- [Tarefa 1] Segundo o texto sobre a condenação de Ríos Montt, a quantos anos de prisão a Justiça da Guatemala condenou o general?
- [Tarefa 2] Transcreva do texto sobre a condenação de Ríos Montt o trecho de "Na vasta e sanguinária" até "à la Bangladesh.".

- [Texto para leitura]
O tempo passou e, no dia 10 de maio de 2013, após mais de uma década de longo e extenso processo, a Justiça da Guatemala condenou o general golpista José Efraín Ríos Montt – que governou o país com mão de ferro entre março de 1982 e agosto de 1983 – a 80 anos de prisão, devido à prática de “genocídio e crimes contra a Humanidade”.
Na vasta e sanguinária obra de Ríos Montt, um apóstolo das relações carnais com os Estados Unidos, consta o massacre de 1.771 indígenas maia-ixil na região do Quiché. Conforme levantamentos das organizações de direitos humanos, somente esta etnia teria sido reduzida em 1/3 durante a “gestão” do ex-ditador, que comandou torturas, assassinatos e estupros coletivos em centenas de aldeias.
Cavalo de pau
Poucas horas depois do tão aguardado juízo contra Ríos Montt, a Corte de Constitucionalidade deu um cavalo de pau jurídico no processo e resolveu anular a sentença e determinar novo julgamento, contando para isso com o apoio dos conglomerados de comunicação, fiéis escudeiros das transnacionais e das empresas locais a ela subordinadas, na banana, no café e nas terceirizadas à la Bangladesh.
Empenhada na blindagem da política de extermínio, a mídia guatemalteca já havia se manifestado em uníssono contra a proposta do Centro para a Ação Legal em Direitos Humanos (CALDH) de “sancionar penalmente as pessoas ou meios de comunicação” que negassem o genocídio. O Centro também pediu que se estendessem as sanções a todas “aquelas expressões ou manifestações de conteúdo racial e discriminatório segundo as recomendações e observações emitidas por organizações internacionais das quais a Guatemala forma parte”.

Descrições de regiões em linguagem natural
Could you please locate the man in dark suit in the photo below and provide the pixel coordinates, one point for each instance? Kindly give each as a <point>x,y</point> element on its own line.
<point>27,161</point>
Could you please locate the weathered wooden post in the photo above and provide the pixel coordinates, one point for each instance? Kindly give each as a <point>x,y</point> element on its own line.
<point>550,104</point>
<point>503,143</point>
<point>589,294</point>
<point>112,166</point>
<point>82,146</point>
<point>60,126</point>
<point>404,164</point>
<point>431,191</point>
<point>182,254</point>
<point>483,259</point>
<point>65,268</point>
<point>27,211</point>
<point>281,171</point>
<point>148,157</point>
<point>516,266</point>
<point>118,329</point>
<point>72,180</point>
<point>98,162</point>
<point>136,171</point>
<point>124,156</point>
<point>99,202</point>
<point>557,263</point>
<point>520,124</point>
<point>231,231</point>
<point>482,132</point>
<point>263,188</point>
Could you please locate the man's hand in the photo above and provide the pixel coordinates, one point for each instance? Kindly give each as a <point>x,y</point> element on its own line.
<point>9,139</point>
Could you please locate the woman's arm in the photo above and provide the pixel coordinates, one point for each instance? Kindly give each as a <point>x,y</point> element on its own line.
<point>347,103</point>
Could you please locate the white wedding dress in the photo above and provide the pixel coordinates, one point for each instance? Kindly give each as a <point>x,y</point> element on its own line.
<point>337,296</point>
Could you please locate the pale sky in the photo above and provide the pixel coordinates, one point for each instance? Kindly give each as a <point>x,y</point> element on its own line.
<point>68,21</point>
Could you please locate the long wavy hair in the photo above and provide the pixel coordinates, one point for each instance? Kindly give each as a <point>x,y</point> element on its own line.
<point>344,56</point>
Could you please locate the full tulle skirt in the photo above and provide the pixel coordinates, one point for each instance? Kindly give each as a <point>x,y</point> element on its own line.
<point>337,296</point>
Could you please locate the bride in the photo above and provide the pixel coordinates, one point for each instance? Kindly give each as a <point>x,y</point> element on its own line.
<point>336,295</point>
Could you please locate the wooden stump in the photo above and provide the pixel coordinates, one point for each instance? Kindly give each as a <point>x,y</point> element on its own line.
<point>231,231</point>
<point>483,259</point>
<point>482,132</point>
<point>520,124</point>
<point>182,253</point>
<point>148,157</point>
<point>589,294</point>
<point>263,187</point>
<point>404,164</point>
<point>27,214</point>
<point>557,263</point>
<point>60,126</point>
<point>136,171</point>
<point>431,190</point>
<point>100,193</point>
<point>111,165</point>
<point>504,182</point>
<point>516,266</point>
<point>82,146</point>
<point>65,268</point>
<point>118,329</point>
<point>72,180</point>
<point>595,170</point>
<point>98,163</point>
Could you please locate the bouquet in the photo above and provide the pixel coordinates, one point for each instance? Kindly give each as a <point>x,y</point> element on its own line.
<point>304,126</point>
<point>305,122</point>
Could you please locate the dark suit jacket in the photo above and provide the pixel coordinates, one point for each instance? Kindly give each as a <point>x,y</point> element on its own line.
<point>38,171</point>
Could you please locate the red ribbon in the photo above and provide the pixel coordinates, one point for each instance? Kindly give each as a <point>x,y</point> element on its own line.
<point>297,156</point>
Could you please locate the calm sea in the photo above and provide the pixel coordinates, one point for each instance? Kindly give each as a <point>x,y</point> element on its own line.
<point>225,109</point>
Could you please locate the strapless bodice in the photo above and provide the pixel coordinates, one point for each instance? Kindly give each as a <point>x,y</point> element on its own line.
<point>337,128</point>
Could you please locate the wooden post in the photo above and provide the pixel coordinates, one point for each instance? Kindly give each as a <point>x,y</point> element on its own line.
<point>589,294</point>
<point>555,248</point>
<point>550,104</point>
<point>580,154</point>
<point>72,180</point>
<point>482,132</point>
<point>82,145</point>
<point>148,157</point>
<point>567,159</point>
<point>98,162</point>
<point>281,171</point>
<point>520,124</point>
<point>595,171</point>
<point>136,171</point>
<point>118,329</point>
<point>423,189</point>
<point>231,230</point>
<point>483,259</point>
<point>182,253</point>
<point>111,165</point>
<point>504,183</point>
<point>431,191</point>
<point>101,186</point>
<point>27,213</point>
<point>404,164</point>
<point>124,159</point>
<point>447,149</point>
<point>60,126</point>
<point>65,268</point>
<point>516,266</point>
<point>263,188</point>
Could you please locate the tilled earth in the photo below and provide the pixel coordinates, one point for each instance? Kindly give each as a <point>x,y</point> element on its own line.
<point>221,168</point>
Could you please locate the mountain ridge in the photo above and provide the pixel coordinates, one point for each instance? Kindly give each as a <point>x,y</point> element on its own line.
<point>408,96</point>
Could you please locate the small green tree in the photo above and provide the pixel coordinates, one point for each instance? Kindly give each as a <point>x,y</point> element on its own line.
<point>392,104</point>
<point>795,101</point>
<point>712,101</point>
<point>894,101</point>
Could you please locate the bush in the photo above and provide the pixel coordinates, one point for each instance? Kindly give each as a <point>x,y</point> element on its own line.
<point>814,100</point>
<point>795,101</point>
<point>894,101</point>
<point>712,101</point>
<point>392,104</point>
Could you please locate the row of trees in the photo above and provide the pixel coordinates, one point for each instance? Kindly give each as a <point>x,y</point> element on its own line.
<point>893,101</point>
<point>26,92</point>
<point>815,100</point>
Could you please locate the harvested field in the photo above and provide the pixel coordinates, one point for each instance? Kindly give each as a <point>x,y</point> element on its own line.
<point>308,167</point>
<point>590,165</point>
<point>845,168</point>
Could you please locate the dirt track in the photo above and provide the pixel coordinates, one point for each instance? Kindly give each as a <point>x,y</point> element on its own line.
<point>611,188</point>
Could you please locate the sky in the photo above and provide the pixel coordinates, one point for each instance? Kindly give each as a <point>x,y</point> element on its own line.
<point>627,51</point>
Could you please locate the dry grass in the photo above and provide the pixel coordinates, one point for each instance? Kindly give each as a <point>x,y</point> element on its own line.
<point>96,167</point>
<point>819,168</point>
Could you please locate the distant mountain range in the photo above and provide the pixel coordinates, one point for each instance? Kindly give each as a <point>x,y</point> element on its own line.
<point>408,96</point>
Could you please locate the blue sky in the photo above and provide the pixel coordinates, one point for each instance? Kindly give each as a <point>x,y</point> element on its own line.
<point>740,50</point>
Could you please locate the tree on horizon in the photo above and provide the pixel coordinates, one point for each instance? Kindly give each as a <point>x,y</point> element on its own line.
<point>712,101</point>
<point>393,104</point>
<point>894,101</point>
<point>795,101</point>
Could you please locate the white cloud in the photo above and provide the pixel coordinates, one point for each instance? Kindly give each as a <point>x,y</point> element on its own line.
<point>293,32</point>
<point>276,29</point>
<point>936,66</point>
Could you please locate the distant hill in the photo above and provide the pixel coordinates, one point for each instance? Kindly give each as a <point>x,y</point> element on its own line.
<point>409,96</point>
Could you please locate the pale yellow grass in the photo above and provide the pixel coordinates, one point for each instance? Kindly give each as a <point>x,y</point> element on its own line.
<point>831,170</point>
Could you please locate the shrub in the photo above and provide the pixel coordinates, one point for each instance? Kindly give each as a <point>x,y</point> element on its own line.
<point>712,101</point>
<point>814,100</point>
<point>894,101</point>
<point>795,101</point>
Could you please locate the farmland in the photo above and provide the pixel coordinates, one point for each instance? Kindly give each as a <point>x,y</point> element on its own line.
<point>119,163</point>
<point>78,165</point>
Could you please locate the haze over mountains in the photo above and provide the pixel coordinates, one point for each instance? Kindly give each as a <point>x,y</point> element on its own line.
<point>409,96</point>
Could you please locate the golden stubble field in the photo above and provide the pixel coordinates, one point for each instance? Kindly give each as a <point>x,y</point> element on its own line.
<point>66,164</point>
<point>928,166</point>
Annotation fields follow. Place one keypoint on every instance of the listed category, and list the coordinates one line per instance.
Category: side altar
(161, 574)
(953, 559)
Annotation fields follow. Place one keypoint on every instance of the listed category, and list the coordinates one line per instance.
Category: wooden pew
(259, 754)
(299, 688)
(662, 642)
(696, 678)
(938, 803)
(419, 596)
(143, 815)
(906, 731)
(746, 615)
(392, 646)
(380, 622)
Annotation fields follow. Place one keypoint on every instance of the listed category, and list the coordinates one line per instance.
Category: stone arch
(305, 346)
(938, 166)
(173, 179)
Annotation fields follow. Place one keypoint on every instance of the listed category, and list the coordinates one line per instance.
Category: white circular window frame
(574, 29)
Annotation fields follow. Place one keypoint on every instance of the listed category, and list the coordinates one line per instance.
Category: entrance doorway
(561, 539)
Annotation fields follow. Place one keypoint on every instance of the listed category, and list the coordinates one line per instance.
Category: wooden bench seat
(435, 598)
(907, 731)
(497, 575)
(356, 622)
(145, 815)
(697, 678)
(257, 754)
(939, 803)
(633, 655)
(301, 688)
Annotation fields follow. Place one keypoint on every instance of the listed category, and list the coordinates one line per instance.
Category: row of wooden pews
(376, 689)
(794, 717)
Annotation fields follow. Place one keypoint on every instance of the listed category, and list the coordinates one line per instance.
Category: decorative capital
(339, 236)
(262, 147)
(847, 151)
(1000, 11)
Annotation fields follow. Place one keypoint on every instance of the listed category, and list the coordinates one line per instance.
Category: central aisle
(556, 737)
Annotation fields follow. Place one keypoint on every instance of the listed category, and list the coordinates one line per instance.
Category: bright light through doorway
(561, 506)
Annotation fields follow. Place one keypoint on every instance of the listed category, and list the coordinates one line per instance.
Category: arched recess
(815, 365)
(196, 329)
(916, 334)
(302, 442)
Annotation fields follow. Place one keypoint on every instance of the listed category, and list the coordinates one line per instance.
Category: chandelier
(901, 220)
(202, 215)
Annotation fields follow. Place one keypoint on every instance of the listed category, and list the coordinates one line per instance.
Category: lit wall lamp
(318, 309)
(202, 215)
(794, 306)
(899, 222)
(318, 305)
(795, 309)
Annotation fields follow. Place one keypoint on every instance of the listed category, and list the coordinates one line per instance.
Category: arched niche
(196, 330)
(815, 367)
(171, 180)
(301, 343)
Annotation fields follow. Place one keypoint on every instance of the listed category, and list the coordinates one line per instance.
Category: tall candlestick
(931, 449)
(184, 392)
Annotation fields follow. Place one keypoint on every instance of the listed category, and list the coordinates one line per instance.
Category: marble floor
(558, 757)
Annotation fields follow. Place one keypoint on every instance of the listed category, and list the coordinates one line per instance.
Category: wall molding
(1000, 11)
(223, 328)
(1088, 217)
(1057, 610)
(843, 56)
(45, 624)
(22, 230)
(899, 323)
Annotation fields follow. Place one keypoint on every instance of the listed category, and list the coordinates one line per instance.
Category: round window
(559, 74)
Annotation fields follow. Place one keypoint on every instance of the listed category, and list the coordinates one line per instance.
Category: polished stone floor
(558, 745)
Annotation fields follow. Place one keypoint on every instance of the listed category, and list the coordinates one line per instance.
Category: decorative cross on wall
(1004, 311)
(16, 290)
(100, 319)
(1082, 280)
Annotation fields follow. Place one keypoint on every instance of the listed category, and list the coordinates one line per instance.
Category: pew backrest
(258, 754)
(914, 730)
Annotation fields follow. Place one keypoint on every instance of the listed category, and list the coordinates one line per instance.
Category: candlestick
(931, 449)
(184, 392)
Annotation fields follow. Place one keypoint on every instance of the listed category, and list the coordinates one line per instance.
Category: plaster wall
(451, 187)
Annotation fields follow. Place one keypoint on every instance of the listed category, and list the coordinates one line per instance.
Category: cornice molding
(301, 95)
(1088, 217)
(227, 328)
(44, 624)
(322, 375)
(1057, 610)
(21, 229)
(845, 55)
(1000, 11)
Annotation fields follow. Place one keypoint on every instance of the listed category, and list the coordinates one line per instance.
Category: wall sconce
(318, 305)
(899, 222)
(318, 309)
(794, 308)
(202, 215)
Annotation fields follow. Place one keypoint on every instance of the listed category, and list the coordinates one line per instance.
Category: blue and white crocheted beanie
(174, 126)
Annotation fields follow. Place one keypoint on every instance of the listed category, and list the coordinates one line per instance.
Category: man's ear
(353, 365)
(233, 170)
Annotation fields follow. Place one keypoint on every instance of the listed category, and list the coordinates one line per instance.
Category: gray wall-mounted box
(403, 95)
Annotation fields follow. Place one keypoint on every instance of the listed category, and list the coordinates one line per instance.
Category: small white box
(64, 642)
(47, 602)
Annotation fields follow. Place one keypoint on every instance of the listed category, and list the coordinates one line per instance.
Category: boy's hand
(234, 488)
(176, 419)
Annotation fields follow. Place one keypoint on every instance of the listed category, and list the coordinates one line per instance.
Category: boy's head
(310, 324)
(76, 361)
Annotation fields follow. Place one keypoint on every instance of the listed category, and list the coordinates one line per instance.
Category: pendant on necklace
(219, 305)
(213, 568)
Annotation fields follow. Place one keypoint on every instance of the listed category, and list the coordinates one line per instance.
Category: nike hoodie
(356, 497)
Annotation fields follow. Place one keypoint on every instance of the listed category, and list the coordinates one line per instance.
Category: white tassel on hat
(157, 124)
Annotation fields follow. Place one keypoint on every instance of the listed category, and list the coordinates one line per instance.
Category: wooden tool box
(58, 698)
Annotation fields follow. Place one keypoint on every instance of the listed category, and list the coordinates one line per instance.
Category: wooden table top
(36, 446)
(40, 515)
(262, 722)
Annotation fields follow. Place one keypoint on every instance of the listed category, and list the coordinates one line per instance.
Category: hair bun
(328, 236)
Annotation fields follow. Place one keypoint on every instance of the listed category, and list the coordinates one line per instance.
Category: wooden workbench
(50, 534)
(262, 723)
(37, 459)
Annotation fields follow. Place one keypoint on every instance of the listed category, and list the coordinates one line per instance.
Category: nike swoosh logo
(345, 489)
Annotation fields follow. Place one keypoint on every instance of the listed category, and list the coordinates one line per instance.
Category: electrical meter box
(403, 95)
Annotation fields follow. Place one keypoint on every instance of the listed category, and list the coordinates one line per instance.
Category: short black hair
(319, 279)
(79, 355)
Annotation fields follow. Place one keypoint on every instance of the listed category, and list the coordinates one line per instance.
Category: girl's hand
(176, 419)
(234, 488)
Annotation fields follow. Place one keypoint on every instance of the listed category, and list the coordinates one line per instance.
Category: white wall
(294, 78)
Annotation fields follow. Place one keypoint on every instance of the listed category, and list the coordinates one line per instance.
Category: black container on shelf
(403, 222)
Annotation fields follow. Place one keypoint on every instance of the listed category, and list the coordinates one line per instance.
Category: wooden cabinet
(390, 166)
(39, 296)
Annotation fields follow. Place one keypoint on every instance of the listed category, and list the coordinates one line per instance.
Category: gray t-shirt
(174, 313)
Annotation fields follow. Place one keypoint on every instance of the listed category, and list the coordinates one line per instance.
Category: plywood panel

- [Resposta esperada 1] A 80 anos de prisão.

- [Resposta esperada 2]
Na vasta e sanguinária obra de Ríos Montt, um apóstolo das relações carnais com os Estados Unidos, consta o massacre de 1.771 indígenas maia-ixil na região do Quiché. Conforme levantamentos das organizações de direitos humanos, somente esta etnia teria sido reduzida em 1/3 durante a “gestão” do ex-ditador, que comandou torturas, assassinatos e estupros coletivos em centenas de aldeias.
Cavalo de pau
Poucas horas depois do tão aguardado juízo contra Ríos Montt, a Corte de Constitucionalidade deu um cavalo de pau jurídico no processo e resolveu anular a sentença e determinar novo julgamento, contando para isso com o apoio dos conglomerados de comunicação, fiéis escudeiros das transnacionais e das empresas locais a ela subordinadas, na banana, no café e nas terceirizadas à la Bangladesh.